* **LISTED ENTRIES**:
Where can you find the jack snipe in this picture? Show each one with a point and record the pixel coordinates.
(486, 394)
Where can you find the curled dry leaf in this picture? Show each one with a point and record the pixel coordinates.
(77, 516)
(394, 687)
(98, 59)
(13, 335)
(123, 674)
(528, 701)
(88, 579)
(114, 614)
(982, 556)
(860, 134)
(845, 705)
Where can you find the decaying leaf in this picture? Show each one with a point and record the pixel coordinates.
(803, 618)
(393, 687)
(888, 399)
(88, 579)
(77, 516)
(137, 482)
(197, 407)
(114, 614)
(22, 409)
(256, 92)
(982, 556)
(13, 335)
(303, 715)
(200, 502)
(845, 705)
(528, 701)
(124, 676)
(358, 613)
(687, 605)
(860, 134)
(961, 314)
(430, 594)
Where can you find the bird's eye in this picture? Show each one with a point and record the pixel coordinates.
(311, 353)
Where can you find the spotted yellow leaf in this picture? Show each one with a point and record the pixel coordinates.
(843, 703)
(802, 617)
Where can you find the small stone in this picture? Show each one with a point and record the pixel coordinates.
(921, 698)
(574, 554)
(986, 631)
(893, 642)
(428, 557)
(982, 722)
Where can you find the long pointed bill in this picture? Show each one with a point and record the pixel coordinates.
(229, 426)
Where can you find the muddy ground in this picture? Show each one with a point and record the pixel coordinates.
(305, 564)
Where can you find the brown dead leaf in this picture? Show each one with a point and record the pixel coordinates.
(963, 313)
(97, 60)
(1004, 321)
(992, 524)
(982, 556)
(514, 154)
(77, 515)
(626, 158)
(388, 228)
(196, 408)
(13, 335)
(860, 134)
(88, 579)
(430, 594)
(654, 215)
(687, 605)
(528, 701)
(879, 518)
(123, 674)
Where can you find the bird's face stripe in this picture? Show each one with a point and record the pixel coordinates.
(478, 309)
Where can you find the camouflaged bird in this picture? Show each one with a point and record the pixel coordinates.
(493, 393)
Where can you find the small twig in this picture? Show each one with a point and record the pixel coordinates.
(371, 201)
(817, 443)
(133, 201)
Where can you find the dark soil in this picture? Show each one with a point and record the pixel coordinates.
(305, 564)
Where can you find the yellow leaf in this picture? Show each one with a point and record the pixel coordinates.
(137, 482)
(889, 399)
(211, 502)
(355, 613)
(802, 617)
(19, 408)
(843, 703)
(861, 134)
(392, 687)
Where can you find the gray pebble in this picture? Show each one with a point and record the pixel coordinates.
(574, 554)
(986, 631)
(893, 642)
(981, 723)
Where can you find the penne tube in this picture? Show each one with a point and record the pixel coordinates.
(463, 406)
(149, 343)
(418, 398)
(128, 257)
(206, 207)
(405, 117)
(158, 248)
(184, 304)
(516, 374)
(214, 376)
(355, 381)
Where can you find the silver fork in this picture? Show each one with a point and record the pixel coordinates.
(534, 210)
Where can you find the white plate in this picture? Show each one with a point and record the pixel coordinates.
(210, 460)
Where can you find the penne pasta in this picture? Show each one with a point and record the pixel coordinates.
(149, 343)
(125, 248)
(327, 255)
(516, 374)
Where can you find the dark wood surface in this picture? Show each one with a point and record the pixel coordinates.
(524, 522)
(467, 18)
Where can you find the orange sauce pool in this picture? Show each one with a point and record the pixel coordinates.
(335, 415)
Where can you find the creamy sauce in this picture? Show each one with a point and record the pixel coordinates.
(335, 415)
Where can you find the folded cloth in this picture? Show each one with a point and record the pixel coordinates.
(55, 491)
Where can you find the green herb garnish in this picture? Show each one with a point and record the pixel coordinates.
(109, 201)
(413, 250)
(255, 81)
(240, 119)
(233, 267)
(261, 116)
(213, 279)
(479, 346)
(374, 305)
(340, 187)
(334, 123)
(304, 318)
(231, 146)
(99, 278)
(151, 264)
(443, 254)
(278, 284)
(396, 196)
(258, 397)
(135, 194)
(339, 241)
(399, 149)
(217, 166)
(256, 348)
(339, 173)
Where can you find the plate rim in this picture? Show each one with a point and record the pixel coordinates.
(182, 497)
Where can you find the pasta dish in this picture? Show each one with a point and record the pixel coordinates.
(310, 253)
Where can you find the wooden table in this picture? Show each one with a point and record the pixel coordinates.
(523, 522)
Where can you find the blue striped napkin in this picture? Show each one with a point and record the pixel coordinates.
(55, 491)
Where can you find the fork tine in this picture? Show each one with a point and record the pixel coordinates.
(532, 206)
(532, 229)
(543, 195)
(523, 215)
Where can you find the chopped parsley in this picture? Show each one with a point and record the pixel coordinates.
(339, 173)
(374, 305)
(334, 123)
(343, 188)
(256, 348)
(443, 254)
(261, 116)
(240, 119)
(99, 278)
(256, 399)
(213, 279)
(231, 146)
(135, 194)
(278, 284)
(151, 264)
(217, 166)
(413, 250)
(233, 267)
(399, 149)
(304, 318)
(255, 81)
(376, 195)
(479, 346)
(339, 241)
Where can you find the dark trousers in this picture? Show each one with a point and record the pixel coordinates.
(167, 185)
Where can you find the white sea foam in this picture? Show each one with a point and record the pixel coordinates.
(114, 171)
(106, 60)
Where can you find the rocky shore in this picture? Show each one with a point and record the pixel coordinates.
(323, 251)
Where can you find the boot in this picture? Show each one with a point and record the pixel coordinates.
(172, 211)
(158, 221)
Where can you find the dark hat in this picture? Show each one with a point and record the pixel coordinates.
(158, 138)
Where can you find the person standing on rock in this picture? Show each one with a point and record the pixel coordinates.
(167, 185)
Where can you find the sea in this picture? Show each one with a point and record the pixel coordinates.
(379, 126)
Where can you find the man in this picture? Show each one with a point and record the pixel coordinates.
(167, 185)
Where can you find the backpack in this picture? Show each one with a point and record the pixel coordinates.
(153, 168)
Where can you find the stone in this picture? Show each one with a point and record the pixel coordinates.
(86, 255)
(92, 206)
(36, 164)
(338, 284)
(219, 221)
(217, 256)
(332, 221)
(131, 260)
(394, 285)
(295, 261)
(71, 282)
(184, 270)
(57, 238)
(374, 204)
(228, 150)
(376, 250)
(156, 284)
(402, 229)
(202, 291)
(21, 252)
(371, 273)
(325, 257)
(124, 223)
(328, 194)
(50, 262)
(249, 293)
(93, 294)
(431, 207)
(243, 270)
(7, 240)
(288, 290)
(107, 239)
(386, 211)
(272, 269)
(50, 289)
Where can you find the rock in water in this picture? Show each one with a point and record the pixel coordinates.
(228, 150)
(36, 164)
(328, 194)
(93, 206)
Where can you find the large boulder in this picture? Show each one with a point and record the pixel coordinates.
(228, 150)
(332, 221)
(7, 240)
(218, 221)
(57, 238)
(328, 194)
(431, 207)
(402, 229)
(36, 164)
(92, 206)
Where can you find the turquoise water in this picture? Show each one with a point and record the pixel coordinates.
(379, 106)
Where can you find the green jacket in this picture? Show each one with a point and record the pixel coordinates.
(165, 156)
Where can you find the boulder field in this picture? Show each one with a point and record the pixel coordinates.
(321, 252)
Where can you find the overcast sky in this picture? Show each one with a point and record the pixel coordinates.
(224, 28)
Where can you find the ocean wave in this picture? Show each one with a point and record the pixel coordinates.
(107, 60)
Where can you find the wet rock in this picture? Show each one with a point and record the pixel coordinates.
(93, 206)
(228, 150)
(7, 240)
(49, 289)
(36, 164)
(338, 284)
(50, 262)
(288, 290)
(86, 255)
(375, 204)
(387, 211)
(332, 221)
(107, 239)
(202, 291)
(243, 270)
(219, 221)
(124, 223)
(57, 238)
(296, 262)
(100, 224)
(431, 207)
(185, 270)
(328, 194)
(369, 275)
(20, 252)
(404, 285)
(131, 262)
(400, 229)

* **REQUIREMENTS**:
Every line of the data above should be reproduced word for word.

* **FINAL ANSWER**:
Where can you find the jack snipe in this picture? Show each one with a point and record the pixel coordinates.
(486, 394)
Where can you find the curled dry leaf in this picture? Show each one with a point and record the pixel coordinates.
(77, 516)
(394, 687)
(98, 59)
(13, 335)
(123, 674)
(528, 701)
(88, 579)
(114, 614)
(982, 556)
(860, 134)
(845, 705)
Where can you find the decaying leaf in this picture? Show each one with a point and record the pixel coordinates.
(803, 618)
(393, 687)
(888, 399)
(88, 579)
(77, 516)
(137, 482)
(197, 407)
(114, 614)
(22, 409)
(256, 92)
(982, 556)
(13, 335)
(303, 715)
(200, 502)
(845, 705)
(528, 701)
(124, 676)
(358, 613)
(687, 605)
(860, 134)
(961, 314)
(430, 594)
Where can you find the bird's eye in this picture? Show each one with a point and record the pixel coordinates.
(311, 353)
Where can you find the spotted yellow leaf in this picture? Show each one with a point and record the pixel coordinates.
(843, 703)
(802, 617)
Where can you find the small stone in this picture? Show each one with a point and record the pixel coordinates.
(921, 698)
(574, 554)
(986, 631)
(893, 642)
(428, 557)
(982, 722)
Where can you find the long pointed bill in this picture? Show each one with a point and record the pixel coordinates.
(229, 426)
Where can you find the muddy ground in this picture? Show each one with a point and record the pixel coordinates.
(305, 564)
Where can you find the brown dead leaf in this picture? Show each one with a point and record the pixel coordinates.
(963, 313)
(97, 60)
(1004, 321)
(992, 524)
(982, 556)
(514, 154)
(77, 515)
(626, 158)
(388, 228)
(196, 408)
(13, 335)
(860, 134)
(88, 579)
(430, 594)
(654, 215)
(687, 605)
(528, 701)
(879, 518)
(123, 674)
Where can you find the bird's face stripe in this picture? Show each one with a point and record the pixel coordinates.
(478, 309)
Where can you find the camouflaged bird in this picture? Show each one with a point and record the pixel coordinates.
(493, 393)
Where can you find the small twig in this picture? Show each one with a point and record the pixel coordinates.
(371, 201)
(817, 443)
(133, 201)
Where can you find the dark soil in this picture? Show each one with a point and record the pixel coordinates.
(305, 564)
Where can you find the yellow leaf in this picture? Show each one with a point and record the pixel coordinates.
(137, 482)
(889, 399)
(211, 502)
(355, 613)
(802, 617)
(19, 408)
(843, 703)
(861, 134)
(392, 687)
Where can you find the gray pebble in this picture? Show each one with a point and record the pixel coordinates.
(574, 554)
(986, 631)
(893, 642)
(981, 723)
Where can you find the penne tube in this picture? Show each one with a point and record the pixel coordinates.
(463, 406)
(149, 343)
(418, 398)
(128, 257)
(206, 207)
(405, 117)
(158, 248)
(184, 304)
(516, 374)
(214, 376)
(355, 381)
Where can you find the silver fork in this picture? Show each one with a point and record the pixel coordinates.
(534, 210)
Where can you find the white plate in this picture? Show each one with a point and record the pixel coordinates.
(210, 460)
Where can you find the penne pasta in this picture? Show each one with a point and record the pixel coordinates.
(149, 343)
(125, 248)
(327, 255)
(516, 374)
Where can you find the dark wood surface in this picture? Show each one with a point and record the pixel coordinates.
(524, 522)
(467, 18)
Where can you find the orange sauce pool in this picture? Show each one with a point and record the pixel coordinates.
(335, 415)
Where can you find the creamy sauce in this picture? Show each one with a point and record the pixel coordinates.
(335, 415)
Where can you find the folded cloth in this picture? Show each one with a point and record the pixel coordinates.
(55, 491)
Where can you find the green herb garnish in this picture? Show each one with a point and record the pixel coordinates.
(109, 201)
(413, 250)
(255, 81)
(240, 119)
(233, 267)
(261, 116)
(213, 279)
(479, 346)
(374, 305)
(340, 187)
(334, 123)
(304, 318)
(231, 146)
(99, 278)
(151, 264)
(443, 254)
(278, 284)
(396, 196)
(258, 397)
(135, 194)
(339, 241)
(399, 149)
(217, 166)
(256, 348)
(339, 173)
Where can you find the plate rim in this picture? Show each one with a point and record the pixel coordinates.
(182, 497)
Where can you find the pasta dish in this picture? Show each one with a point and record the pixel coordinates.
(310, 253)
Where can you find the wooden table in this picture? Show each one with a point and record the pixel coordinates.
(523, 522)
Where can you find the blue striped napkin in this picture? Show each one with a point and record the pixel coordinates.
(55, 491)
Where can you find the fork tine in this picture? Show each one with a point and record the pixel coordinates.
(532, 206)
(532, 229)
(543, 195)
(523, 215)
Where can you find the chopped parsley in this picture? Show each one with a point and record the pixel coordinates.
(339, 173)
(374, 305)
(334, 123)
(343, 188)
(256, 348)
(443, 254)
(261, 116)
(240, 119)
(99, 278)
(256, 399)
(213, 279)
(231, 146)
(135, 194)
(278, 284)
(151, 264)
(217, 166)
(413, 250)
(233, 267)
(399, 149)
(304, 318)
(255, 81)
(376, 195)
(479, 346)
(339, 241)
Where can you find the dark trousers in this picture? Show each one with a point and record the pixel coordinates.
(167, 185)
Where can you find the white sea foam in this picture? Show each one with a point and record the pixel coordinates.
(114, 171)
(106, 60)
Where can you find the rocky shore in this picture? Show each one with a point and record the pixel coordinates.
(323, 251)
Where can you find the boot in this picture? Show each one with a point and record the pixel coordinates.
(172, 211)
(158, 221)
Where can you find the dark hat in this picture? Show each one with a point and record the pixel coordinates.
(158, 138)
Where can you find the person standing on rock in this picture? Show each one with a point and record the pixel coordinates.
(167, 185)
Where can you find the sea in this picture? Show each one with a point and record the pixel coordinates.
(379, 126)
Where can you find the man in this picture? Show each one with a point and record the pixel coordinates.
(167, 185)
Where can you find the backpack in this picture? Show each one with a point and record the pixel coordinates.
(153, 168)
Where can you find the stone in this picture? Show each one with a point and record the pixel coordinates.
(86, 255)
(92, 206)
(36, 164)
(338, 284)
(219, 221)
(217, 256)
(332, 221)
(131, 260)
(394, 285)
(295, 261)
(71, 282)
(184, 270)
(57, 238)
(374, 204)
(228, 150)
(376, 250)
(156, 284)
(402, 229)
(202, 291)
(21, 252)
(371, 273)
(325, 257)
(124, 223)
(328, 194)
(50, 262)
(249, 293)
(93, 294)
(431, 207)
(243, 270)
(7, 240)
(288, 290)
(107, 239)
(386, 211)
(272, 269)
(50, 289)
Where can you find the rock in water in this picture? Show each one with a point and record the pixel coordinates.
(228, 150)
(36, 164)
(328, 194)
(93, 206)
Where can you find the large boulder in this picture? Show each one with a point and record the pixel coordinates.
(228, 150)
(332, 221)
(7, 240)
(218, 221)
(57, 238)
(328, 194)
(431, 207)
(402, 229)
(36, 164)
(92, 206)
Where can you find the turquoise water in this picture? Show each one with a point and record the pixel coordinates.
(379, 106)
Where can you find the green jacket in this picture? Show each one with a point and record the pixel coordinates.
(165, 156)
Where can you find the boulder field in this picture? Show each one with a point and record the pixel coordinates.
(321, 252)
Where can you find the overcast sky in this picture? Show each one with a point and record the pixel coordinates.
(224, 28)
Where can you find the ocean wave in this picture? Show each one with a point and record the pixel coordinates.
(107, 60)
Where can you find the wet rock in this picture? Show each one with a point and record the pixel coordinates.
(93, 206)
(228, 150)
(7, 240)
(49, 289)
(36, 164)
(338, 284)
(50, 262)
(288, 290)
(86, 255)
(375, 204)
(387, 211)
(332, 221)
(107, 239)
(202, 291)
(243, 270)
(219, 221)
(124, 223)
(57, 238)
(296, 262)
(100, 224)
(431, 207)
(185, 270)
(328, 194)
(369, 275)
(20, 252)
(404, 285)
(131, 262)
(400, 229)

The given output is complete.